Given passage:

■ ■ ■ ■

Syrian refugees face hard winter for third year

Freezing conditions in Lebanon's Bekaa valley are making life even more difficult for Syrian refugees. Credit: Sam Tarling/Caritas

Freezing conditions in Lebanon’s Bekaa valley are making life even more difficult for Syrian refugees. Credit: Sam Tarling/Caritas

Fierce fighting in Syria continues to force families to flee the country for the third year. Now they face another crisis: winter. Temperatures are plummeting, making living conditions even more precarious for the refugees.

The number of Syrian refugees in Lebanon, Turkey, Jordan and Iraq is now over two million people. Most of them are women, children and the elderly.

Lebanon hosts the majority, where nearly one in five people is a Syrian refugee.

With rented accommodation too expensive, many Syrians have had to erect tents in Lebanon’s Bekaa Valley along the Syrian border or find shelter in abandoned buildings.

In Bekaa, refugees may have thought life couldn’t get much more bleak. But winter storms have added to the misery.

■ ■ ■ ■

[Data entries]
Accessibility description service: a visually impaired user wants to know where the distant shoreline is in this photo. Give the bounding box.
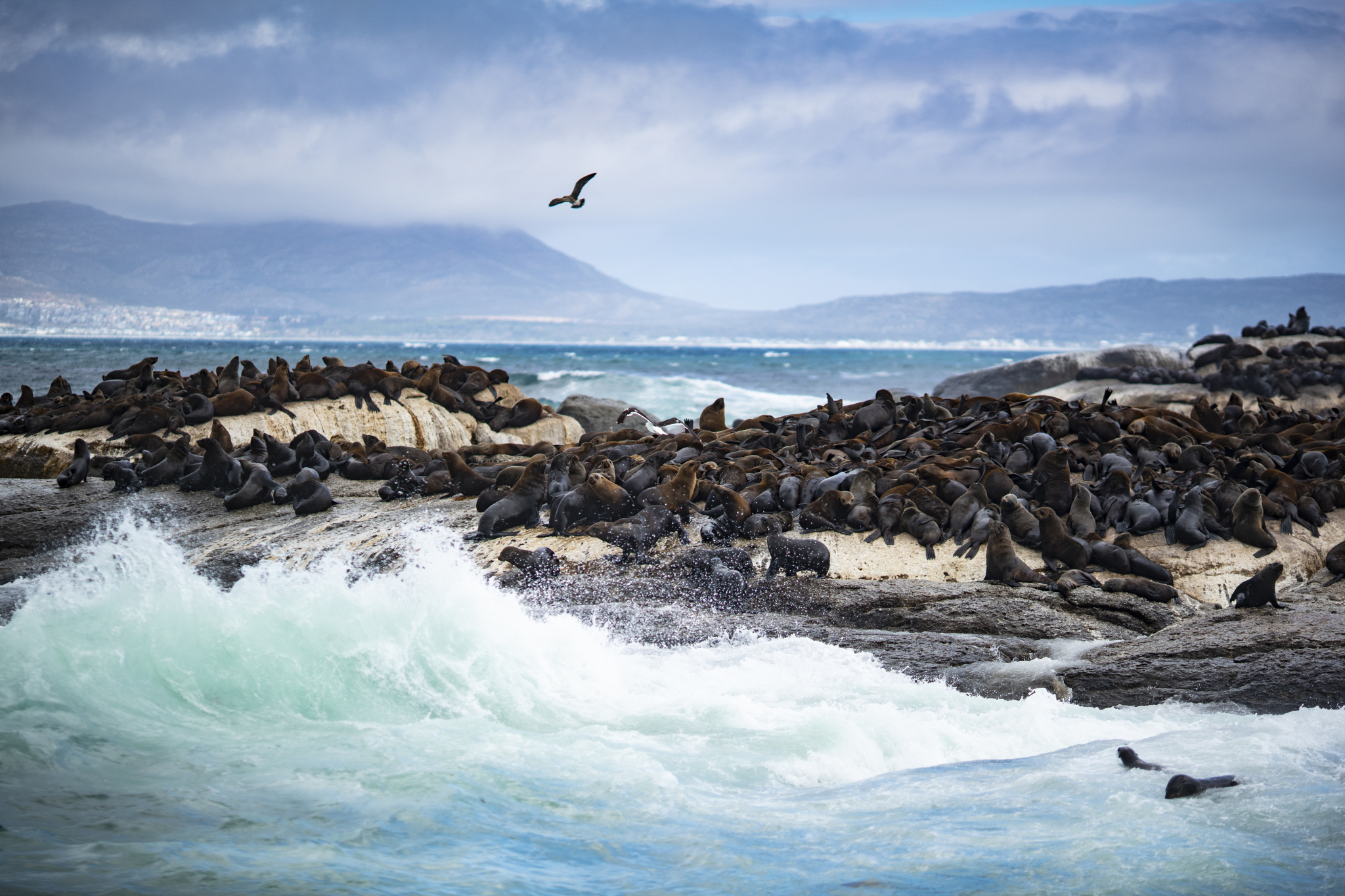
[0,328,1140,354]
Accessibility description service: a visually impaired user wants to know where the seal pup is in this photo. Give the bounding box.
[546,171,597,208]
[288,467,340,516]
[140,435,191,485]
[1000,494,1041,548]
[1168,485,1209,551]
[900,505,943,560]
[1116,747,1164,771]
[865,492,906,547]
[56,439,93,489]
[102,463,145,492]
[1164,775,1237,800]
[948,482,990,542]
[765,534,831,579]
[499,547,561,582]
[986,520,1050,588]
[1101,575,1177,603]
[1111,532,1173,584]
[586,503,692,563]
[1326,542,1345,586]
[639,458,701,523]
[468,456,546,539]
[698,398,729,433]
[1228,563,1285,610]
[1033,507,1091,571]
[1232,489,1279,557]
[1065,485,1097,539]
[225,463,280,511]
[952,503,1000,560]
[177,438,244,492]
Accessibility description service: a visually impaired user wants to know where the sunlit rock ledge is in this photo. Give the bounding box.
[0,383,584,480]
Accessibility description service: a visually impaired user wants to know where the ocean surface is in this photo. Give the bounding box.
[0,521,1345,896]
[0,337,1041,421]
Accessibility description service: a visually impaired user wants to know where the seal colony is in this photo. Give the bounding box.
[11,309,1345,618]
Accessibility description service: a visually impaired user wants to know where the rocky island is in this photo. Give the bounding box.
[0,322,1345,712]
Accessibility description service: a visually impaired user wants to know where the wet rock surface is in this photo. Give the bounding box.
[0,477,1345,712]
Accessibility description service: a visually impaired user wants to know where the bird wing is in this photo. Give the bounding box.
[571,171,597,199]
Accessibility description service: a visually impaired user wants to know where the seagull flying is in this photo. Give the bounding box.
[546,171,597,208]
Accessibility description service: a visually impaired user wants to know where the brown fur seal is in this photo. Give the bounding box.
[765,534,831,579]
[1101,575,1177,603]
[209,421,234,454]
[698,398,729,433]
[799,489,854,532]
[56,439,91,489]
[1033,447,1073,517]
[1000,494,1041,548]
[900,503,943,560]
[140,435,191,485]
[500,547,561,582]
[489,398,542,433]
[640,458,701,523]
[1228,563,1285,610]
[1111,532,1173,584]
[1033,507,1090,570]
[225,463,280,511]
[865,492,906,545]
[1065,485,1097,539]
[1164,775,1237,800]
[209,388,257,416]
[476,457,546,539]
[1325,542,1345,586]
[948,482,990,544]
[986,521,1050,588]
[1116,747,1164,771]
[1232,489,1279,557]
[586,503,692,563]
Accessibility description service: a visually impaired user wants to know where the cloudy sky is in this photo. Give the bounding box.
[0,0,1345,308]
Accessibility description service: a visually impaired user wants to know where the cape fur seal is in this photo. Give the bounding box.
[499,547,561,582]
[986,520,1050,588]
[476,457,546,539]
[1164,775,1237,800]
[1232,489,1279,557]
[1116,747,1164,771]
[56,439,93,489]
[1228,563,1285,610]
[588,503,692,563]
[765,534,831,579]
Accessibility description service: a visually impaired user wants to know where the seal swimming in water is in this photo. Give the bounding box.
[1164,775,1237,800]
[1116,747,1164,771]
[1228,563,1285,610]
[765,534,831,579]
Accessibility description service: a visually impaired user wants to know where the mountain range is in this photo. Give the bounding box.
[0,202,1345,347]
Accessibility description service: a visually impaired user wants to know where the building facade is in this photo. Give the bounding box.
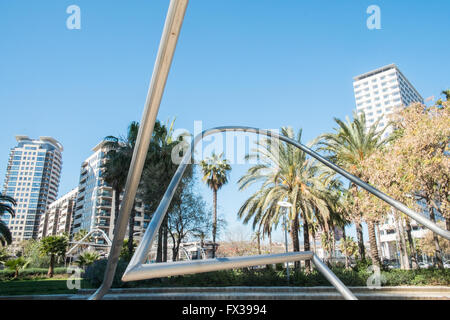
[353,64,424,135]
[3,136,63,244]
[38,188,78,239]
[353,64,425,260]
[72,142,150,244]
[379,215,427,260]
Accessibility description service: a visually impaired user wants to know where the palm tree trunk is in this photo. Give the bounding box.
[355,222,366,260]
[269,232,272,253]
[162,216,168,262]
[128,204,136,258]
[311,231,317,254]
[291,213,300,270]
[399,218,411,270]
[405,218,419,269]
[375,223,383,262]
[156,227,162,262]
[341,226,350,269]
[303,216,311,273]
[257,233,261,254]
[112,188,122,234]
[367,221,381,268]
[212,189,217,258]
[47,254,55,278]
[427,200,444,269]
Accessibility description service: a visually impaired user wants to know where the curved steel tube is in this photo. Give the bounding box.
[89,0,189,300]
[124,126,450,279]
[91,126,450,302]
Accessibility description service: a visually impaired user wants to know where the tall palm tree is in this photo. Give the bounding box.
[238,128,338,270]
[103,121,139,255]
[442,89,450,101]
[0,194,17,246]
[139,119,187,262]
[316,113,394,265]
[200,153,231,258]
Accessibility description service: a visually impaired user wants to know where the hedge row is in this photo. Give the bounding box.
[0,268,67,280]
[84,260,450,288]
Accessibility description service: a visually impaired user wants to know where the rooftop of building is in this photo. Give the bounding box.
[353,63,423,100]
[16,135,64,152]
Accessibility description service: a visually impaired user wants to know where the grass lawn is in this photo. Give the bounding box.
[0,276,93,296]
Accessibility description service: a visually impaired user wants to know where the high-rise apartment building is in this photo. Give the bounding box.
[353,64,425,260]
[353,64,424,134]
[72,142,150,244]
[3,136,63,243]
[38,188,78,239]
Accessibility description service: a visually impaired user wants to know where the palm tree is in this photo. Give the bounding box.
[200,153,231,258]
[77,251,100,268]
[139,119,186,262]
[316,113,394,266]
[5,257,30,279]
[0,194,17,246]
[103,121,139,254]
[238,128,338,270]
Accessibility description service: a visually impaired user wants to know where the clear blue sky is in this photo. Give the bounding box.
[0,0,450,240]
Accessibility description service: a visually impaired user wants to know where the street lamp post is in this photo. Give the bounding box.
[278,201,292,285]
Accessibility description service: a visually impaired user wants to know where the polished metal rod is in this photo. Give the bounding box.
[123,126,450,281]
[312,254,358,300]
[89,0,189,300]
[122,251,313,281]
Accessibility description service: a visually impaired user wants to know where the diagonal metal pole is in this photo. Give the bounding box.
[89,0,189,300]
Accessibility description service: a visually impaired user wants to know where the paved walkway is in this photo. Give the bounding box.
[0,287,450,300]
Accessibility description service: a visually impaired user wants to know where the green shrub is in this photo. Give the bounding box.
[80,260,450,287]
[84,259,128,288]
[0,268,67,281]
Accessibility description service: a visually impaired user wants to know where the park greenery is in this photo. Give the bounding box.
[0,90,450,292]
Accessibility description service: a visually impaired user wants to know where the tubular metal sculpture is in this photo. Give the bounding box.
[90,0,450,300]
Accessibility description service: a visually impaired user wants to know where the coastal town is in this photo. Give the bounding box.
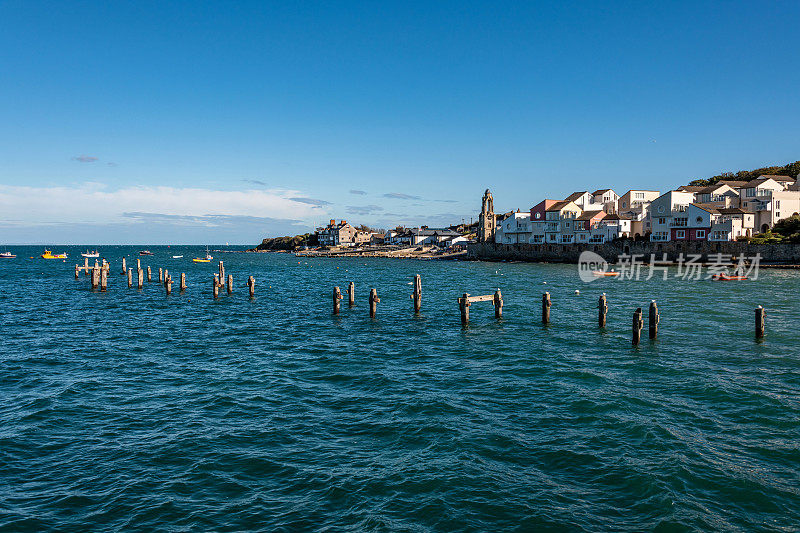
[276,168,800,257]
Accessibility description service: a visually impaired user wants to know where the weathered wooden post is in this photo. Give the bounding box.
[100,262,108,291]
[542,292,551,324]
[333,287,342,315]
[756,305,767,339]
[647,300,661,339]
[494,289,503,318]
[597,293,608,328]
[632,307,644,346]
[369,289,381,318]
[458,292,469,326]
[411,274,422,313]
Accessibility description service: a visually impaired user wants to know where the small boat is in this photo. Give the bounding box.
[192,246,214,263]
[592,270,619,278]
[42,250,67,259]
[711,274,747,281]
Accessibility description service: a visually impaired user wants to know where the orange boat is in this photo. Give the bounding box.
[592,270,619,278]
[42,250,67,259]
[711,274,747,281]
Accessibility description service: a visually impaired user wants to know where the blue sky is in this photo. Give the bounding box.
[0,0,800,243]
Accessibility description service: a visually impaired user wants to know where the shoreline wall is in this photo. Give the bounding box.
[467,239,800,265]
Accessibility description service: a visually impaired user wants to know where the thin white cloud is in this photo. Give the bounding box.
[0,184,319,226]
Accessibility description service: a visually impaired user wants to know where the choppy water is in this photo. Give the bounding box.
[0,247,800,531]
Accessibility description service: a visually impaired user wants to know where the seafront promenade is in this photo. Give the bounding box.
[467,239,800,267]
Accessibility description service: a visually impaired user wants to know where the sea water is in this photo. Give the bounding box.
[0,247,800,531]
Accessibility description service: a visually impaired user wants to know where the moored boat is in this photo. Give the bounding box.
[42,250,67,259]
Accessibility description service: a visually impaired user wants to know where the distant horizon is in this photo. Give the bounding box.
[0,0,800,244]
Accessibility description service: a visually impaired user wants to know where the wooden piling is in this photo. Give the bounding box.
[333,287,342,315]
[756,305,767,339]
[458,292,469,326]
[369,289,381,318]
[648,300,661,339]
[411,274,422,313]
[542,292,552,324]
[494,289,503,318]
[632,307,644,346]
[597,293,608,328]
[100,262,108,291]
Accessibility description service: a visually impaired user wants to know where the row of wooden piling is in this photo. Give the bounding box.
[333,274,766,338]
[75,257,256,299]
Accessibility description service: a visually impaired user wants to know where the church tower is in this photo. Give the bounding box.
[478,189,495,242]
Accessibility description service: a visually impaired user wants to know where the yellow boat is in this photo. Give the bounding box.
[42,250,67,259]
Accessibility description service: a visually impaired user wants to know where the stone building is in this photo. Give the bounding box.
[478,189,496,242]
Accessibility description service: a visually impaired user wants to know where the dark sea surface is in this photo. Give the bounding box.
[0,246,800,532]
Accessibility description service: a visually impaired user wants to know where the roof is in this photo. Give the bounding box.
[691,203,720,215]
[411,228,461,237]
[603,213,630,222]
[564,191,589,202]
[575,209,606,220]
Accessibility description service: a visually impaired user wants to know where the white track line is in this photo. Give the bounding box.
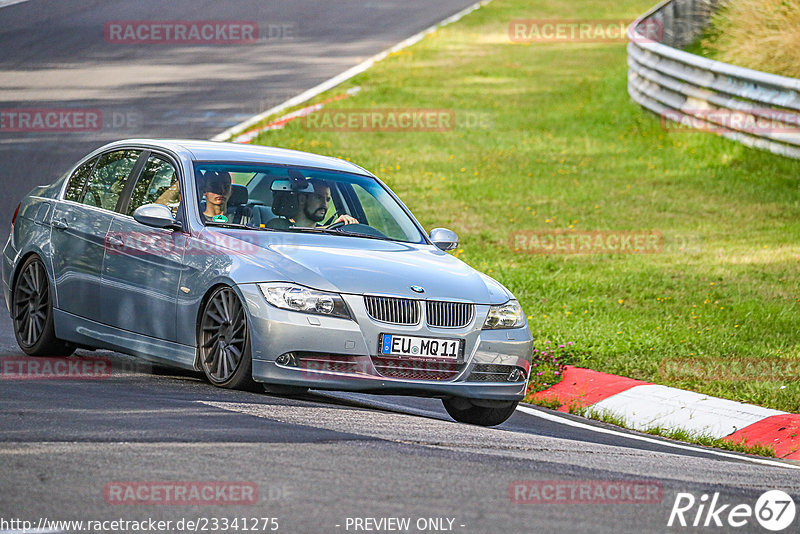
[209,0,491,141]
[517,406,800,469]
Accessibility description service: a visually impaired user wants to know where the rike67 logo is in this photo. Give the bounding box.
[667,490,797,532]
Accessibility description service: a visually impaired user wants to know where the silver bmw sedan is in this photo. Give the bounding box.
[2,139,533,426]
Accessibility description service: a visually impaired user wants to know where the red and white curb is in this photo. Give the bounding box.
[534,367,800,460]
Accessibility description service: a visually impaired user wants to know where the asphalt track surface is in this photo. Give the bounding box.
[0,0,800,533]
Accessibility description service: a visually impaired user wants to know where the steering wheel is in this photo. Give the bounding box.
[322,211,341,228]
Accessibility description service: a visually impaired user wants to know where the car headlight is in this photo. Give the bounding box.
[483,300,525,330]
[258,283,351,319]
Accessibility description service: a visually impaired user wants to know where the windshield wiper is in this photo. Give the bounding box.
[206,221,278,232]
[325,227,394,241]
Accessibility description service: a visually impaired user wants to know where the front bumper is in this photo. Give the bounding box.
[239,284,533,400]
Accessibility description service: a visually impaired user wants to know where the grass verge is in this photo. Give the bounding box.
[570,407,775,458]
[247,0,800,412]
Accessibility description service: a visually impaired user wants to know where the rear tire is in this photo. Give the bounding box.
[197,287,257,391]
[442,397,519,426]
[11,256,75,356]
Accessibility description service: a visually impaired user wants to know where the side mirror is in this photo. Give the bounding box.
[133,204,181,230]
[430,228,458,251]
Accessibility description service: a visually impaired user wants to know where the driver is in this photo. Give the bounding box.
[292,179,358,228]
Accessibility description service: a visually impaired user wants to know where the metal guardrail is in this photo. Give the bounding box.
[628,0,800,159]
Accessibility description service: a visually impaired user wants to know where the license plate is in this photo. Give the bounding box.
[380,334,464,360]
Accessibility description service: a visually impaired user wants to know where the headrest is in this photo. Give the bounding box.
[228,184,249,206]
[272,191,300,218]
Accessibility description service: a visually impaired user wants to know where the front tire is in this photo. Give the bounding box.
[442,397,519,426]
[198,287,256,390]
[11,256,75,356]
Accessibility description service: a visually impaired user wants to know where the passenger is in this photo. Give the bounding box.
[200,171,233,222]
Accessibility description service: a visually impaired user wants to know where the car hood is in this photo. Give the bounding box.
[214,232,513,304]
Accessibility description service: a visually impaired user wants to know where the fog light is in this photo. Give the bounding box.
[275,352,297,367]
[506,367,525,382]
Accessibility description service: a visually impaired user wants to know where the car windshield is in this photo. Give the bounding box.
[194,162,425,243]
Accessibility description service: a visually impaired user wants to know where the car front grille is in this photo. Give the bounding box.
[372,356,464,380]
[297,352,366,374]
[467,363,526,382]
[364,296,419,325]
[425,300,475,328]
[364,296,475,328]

■ ■ ■ ■

Check each statement against the piece on Syrian refugees in winter, answering yes or no and quoting the words of the text that settle it: (a) Most of the Syrian refugees are women, children and the elderly. (b) Jordan hosts more Syrian refugees than Lebanon. (c) Many Syrians in Lebanon live in rented accommodation. The records have no connection to the text.

(a) Yes: "Most of them are women, children and the elderly."
(b) No: "Lebanon hosts the majority"
(c) No: "With rented accommodation too expensive, many Syrians have had to erect tents in Lebanon’s Bekaa Valley along the Syrian border or find shelter in abandoned buildings."